▶ _Referring expression data_
▬▬▬▬▬▬▬▬▬▬
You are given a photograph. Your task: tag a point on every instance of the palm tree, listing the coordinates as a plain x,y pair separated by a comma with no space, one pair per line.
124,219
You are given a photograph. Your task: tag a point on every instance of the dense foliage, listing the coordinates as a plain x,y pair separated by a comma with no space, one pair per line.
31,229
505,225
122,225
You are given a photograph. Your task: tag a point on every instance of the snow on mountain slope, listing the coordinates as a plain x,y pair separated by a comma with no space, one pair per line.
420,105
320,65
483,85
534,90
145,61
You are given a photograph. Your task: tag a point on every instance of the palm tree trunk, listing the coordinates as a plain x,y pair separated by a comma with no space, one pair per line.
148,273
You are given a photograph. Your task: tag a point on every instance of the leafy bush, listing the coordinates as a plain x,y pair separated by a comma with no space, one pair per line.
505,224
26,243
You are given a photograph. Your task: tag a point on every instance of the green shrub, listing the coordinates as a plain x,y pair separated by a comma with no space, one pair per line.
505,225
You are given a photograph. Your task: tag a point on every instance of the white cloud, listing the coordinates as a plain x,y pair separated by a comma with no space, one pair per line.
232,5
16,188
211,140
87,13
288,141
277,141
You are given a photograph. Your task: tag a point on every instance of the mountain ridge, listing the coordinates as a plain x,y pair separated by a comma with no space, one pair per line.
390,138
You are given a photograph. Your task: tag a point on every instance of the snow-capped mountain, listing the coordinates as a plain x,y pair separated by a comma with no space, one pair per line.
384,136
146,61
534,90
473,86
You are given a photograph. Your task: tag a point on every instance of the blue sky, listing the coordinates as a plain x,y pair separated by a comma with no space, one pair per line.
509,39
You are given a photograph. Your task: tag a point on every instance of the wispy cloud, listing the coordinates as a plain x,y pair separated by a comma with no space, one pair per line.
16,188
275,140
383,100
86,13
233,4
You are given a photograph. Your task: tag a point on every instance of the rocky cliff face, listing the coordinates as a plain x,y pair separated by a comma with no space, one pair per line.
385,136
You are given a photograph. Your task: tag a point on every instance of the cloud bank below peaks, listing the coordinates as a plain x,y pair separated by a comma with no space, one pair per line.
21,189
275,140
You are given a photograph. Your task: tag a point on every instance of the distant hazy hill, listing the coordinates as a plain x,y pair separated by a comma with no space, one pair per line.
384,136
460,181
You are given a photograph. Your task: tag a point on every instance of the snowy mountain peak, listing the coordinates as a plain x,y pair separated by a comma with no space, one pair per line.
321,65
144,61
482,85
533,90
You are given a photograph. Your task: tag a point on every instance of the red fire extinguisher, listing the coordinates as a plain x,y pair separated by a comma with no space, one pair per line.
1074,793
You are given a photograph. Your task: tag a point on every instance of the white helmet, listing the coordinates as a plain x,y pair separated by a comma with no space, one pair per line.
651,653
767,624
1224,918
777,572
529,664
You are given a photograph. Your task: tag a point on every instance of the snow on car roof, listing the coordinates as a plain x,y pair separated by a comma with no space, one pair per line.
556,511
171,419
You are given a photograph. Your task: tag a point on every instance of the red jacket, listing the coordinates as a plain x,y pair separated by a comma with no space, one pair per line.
▬▬▬▬▬▬▬▬▬▬
▶ _Work to complete_
All the entries above should come back exactly as they are written.

▶ _Solution to this problem_
You are given a photograph. Your task: tag a point on every instance of the palm tree, listing the coordinates as a plain x,y pair separated by a comma with no space, one pair per line.
124,219
You are given a photograph. Your task: tag a point on every instance of the dense foliage, listing the coordinates as a plain x,y pair separated by a comma with no space, one pair per line.
31,229
505,225
122,225
You are given a photograph. Your task: tag a point on every instance of the snow on mountain slope, listing the coordinates as a plain x,y pair separated by a comma with no space, one pair per line.
420,105
320,65
483,85
534,90
145,61
You are given a photograph. Your task: tag a point on every instance of the palm tree trunk, listing the coordinates as a plain x,y pair separated by a comma with no space, one pair per line.
148,273
You are given a photograph. Your task: tag a point on every instance of the leafy bush, listing the coordinates as a plain x,y pair separated by a comma with no space, one pair per line.
505,224
26,243
You are given a photograph. Your task: tag a point on every instance of the green shrub, listing the coordinates as a plain x,y pair separated by a comma with no space, one pair per line.
505,225
You are given a photograph. Your task: tag a point on every instance of the white cloud, listing the coordinates as a plain x,y pair separated by a comma with no space, one pair per line.
232,5
16,188
211,140
87,13
288,141
277,141
You are given a photograph. Your task: tag a point on every instance of the mountain ridge, listing the coordinates as a plain x,y pair separated by a comma with no space, one pair per line.
390,138
You are given a photograph. Your task: tag a point on every instance of the snow-capped mountain, listing the coordinates as a plain x,y pair separated by a comma with no space, one pair per line.
384,136
146,61
534,90
473,86
You are given a photograph. Your task: tag a point on every instance of the blue sky, listing the coordinates as a plain x,y pair separated by a comma with no space, one pair per line.
509,39
You are given a photograph. Your task: tag a point on every instance of the wispy cloud, listing the coordinates as a plain x,y pair separated by a comma with no space, one pair per line.
16,188
275,140
383,100
86,13
233,4
You are given a photograph. Your task: tag a point on every instance of the rocky cliff face, listing the coordinates as a plain x,y pair separated by a comma with no space, one pair per line.
385,136
You are given a photograph. Your task: tag a point on every instance of the cloud bank below peaks, listing the coordinates as a plain x,y pair separated by a comma with no space, one pair per line.
21,189
275,140
You are given a photograph. Your task: tag a point on every instance of the distant hazy hill, listing the coordinates as a plain x,y pair separated by a comma with no space, one pair per line.
384,136
460,181
You are given a photograph. Your task: tag a point on every instance of the snowy mountain peak, listing the coordinates as a plain x,y pair separated by a comma with no space, one pair per line.
321,65
144,61
482,85
533,90
You are given a photograph. Your task: tag a point on every instance of the red fire extinguisher, listing the coordinates as a plain x,y pair separated by a comma with no space, one pair per line.
1074,793
You are given a photograph. Your task: tag a point on every instance of the white helmet, listing the coordinates as a plain x,y pair separated by a comma with no space, one pair per line.
651,653
767,624
1224,918
777,572
529,664
You are given a photograph. Your task: tag a point on every instance of the snow on car roof, listing the coordinates as a plain x,y pair separated by a comma with no space, one pair per line.
556,511
171,419
You are given a photograph. Your task: tag a point on every instance of the red jacket, listing the coordinates as a plain x,y pair separated by a comma with no space, one pair per line.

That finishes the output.